* Begin *

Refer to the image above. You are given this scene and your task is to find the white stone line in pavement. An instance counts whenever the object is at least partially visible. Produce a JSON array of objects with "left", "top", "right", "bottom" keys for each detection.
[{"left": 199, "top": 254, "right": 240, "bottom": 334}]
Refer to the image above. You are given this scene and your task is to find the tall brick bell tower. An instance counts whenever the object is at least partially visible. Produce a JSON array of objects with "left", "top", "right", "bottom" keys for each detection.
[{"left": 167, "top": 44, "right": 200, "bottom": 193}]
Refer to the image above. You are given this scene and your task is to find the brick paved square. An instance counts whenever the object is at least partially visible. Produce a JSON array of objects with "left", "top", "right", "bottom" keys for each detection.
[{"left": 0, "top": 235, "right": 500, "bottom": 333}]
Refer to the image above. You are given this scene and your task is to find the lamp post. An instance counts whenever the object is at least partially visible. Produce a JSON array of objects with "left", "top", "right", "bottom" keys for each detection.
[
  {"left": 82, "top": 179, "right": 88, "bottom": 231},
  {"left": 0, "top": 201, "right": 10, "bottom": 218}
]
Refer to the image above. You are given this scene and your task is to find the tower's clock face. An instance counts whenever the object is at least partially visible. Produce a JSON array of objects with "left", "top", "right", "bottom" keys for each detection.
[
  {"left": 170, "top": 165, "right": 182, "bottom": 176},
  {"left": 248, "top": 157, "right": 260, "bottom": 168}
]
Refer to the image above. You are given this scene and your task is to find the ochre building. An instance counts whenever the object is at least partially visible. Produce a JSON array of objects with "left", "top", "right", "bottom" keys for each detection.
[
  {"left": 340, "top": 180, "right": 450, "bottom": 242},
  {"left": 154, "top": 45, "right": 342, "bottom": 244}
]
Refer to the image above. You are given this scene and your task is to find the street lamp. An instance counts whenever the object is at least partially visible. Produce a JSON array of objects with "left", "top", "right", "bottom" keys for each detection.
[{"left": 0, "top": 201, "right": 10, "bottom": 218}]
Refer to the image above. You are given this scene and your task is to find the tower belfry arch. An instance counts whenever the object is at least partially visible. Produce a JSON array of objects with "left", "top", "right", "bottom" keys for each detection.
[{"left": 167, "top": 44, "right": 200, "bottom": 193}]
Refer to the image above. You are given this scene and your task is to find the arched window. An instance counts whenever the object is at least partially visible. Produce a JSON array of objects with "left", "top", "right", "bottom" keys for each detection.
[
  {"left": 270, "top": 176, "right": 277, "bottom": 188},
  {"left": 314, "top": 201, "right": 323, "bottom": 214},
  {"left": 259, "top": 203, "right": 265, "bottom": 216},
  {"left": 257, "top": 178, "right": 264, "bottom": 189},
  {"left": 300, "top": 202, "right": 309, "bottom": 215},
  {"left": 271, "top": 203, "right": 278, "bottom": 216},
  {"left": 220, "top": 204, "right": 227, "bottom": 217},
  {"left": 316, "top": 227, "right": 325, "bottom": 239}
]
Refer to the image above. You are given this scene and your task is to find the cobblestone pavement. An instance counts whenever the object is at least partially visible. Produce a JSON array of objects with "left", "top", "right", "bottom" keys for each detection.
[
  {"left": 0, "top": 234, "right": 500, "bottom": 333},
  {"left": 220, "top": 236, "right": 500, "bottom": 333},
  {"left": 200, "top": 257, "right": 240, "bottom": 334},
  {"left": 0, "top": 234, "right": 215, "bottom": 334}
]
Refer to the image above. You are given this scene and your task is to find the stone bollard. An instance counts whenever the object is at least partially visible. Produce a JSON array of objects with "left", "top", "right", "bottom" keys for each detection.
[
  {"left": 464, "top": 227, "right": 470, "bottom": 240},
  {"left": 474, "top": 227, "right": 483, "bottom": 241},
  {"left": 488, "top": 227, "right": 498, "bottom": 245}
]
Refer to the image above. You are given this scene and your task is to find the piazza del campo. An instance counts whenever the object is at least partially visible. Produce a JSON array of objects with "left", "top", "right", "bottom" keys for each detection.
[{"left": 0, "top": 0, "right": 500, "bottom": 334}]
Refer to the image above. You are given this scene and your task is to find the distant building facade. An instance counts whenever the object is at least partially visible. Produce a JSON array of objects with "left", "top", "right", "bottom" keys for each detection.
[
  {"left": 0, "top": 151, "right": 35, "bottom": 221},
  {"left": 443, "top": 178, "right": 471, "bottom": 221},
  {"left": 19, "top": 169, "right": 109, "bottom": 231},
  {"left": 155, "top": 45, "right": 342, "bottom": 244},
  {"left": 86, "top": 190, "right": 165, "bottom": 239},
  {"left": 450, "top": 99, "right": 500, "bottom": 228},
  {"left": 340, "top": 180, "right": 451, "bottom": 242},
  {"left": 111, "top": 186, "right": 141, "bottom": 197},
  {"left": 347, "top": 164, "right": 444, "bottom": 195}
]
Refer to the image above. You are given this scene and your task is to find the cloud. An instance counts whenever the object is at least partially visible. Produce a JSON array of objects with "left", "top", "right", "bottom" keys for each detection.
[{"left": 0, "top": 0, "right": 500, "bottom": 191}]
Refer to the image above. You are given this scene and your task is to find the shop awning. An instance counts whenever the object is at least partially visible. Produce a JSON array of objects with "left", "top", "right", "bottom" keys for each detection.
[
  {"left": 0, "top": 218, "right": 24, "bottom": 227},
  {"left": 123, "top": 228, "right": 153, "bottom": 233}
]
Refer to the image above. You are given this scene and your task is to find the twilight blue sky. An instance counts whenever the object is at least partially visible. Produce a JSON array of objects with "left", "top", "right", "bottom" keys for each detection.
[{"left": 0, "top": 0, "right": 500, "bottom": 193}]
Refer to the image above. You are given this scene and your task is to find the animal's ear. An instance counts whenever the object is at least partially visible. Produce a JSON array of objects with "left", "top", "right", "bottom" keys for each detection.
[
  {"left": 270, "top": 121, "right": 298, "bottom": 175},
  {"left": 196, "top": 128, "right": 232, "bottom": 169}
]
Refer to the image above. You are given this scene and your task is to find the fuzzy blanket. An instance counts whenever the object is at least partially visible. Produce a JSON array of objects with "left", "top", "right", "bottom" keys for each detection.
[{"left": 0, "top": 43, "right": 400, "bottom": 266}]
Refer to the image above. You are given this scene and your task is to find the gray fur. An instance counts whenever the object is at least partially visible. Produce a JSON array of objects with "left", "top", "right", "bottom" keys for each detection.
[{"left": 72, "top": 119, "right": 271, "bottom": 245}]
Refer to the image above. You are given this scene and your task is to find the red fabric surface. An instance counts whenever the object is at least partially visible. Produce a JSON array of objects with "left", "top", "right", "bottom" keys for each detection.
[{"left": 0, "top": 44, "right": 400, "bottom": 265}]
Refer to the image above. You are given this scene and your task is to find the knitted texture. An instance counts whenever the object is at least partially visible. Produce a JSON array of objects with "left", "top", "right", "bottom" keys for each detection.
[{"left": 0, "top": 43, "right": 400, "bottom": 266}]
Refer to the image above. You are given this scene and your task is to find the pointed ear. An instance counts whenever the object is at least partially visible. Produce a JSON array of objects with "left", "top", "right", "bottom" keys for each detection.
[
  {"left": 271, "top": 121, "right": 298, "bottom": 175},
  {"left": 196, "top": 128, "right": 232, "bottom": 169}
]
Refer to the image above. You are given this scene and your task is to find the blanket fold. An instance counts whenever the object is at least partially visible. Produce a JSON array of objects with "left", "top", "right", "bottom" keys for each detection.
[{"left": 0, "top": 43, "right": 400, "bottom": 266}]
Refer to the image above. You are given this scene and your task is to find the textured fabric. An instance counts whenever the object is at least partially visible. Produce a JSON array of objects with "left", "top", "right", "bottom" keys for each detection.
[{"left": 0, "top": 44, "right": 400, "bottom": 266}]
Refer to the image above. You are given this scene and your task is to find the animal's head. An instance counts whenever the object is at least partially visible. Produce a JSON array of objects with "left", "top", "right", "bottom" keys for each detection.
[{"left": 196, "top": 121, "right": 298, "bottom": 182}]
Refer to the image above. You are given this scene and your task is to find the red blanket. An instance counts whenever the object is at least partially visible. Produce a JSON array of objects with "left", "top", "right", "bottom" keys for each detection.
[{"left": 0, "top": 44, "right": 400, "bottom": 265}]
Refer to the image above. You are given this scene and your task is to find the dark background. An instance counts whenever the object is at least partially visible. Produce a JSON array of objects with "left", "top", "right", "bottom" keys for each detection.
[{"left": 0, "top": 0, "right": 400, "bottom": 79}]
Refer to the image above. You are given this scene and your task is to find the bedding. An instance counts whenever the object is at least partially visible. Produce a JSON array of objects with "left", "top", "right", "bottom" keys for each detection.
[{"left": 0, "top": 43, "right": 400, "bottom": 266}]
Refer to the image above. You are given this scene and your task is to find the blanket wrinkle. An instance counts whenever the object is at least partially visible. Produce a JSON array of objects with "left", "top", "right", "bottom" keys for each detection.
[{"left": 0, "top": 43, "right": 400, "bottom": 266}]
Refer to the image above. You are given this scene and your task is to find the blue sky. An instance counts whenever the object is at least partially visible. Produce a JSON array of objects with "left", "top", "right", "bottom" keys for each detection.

* End *

● EXERCISE OBJECTIVE: Count how many lines in the material above contain the word "blue", treating uppercase and lowercase as different. Reply with only the number.

● OUTPUT OF THE TASK: 2